#### Problem to work on:
Present the material from its first line through the line containing "364 223 619 405", both included, as a Markdown table with the columns Row and Line. Give each non-blank line its own numbered row.

---- Supplied information

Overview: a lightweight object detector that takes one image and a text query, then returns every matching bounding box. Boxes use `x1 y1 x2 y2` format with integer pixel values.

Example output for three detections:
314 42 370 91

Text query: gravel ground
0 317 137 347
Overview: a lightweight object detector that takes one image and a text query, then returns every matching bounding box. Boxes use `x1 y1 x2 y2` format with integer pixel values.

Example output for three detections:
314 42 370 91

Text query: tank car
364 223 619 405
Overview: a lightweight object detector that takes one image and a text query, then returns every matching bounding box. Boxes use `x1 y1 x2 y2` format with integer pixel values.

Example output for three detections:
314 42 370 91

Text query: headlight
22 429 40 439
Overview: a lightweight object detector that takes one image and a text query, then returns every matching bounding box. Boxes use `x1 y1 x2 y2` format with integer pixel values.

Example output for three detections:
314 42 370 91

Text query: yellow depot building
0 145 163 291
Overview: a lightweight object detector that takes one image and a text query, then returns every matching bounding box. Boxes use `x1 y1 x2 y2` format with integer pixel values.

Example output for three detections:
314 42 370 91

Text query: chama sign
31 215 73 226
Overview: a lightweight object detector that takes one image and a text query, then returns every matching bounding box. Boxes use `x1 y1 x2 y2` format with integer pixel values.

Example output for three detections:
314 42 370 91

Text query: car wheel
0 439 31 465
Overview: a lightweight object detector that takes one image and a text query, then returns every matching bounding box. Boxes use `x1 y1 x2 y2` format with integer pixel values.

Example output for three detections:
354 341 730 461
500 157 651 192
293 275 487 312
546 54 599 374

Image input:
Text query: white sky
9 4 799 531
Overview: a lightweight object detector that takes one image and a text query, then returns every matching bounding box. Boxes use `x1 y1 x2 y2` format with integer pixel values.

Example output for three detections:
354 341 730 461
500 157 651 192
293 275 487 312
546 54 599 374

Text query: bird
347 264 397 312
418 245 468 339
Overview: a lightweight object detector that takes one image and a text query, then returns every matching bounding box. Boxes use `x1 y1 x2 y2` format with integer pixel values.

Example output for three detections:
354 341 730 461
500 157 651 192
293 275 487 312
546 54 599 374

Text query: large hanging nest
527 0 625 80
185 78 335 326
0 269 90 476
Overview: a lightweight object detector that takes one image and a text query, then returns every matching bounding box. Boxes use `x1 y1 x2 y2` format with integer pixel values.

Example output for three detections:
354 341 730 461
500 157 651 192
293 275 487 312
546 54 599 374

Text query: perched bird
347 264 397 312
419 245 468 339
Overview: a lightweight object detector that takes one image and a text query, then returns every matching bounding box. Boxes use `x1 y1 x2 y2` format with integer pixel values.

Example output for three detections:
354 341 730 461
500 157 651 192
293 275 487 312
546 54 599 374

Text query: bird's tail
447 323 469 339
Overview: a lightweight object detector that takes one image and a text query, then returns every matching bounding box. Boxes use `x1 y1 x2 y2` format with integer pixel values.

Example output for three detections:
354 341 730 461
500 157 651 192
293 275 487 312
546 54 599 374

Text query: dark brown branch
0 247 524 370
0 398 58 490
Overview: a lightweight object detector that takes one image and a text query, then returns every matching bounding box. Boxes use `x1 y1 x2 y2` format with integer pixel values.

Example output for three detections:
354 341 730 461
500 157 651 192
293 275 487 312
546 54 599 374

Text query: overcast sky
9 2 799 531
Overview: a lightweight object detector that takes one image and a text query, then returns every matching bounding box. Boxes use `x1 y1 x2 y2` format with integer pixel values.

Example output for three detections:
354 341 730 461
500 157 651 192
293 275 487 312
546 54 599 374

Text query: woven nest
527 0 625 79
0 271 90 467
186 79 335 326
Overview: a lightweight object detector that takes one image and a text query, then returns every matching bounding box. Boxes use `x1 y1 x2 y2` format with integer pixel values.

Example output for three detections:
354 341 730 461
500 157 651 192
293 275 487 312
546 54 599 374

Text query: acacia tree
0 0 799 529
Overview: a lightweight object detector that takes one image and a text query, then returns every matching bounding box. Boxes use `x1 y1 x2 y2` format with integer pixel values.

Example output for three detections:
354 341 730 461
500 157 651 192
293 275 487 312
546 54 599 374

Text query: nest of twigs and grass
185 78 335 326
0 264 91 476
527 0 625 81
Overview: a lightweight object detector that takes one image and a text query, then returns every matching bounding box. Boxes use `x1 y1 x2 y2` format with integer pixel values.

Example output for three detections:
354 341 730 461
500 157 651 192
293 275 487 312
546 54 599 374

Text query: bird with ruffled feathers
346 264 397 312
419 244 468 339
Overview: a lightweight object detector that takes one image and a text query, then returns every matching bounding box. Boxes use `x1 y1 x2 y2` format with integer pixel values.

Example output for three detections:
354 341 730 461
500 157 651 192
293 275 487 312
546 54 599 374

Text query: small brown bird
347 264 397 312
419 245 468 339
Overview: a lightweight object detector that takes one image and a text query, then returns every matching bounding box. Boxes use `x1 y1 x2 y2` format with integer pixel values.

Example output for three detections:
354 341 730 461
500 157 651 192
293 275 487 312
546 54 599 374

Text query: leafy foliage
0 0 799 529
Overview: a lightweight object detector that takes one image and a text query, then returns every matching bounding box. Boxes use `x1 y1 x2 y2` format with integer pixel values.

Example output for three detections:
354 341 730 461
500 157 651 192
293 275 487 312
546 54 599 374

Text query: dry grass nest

--------

#### The response:
| Row | Line |
|---|---|
| 1 | Overview: a lightweight object detector that takes one image and a text query, then returns every matching bounding box. Boxes use `x1 y1 x2 y2` format with integer pixel values. |
| 2 | Example output for three detections: |
| 3 | 314 42 370 91 |
| 4 | Text query: gravel ground |
| 5 | 0 317 137 347 |
| 6 | Overview: a lightweight object detector that takes one image and a text query, then returns every matching bounding box. Boxes use `x1 y1 x2 y2` format with integer pixel values. |
| 7 | Example output for three detections: |
| 8 | 314 42 370 91 |
| 9 | Text query: tank car |
| 10 | 364 223 619 405 |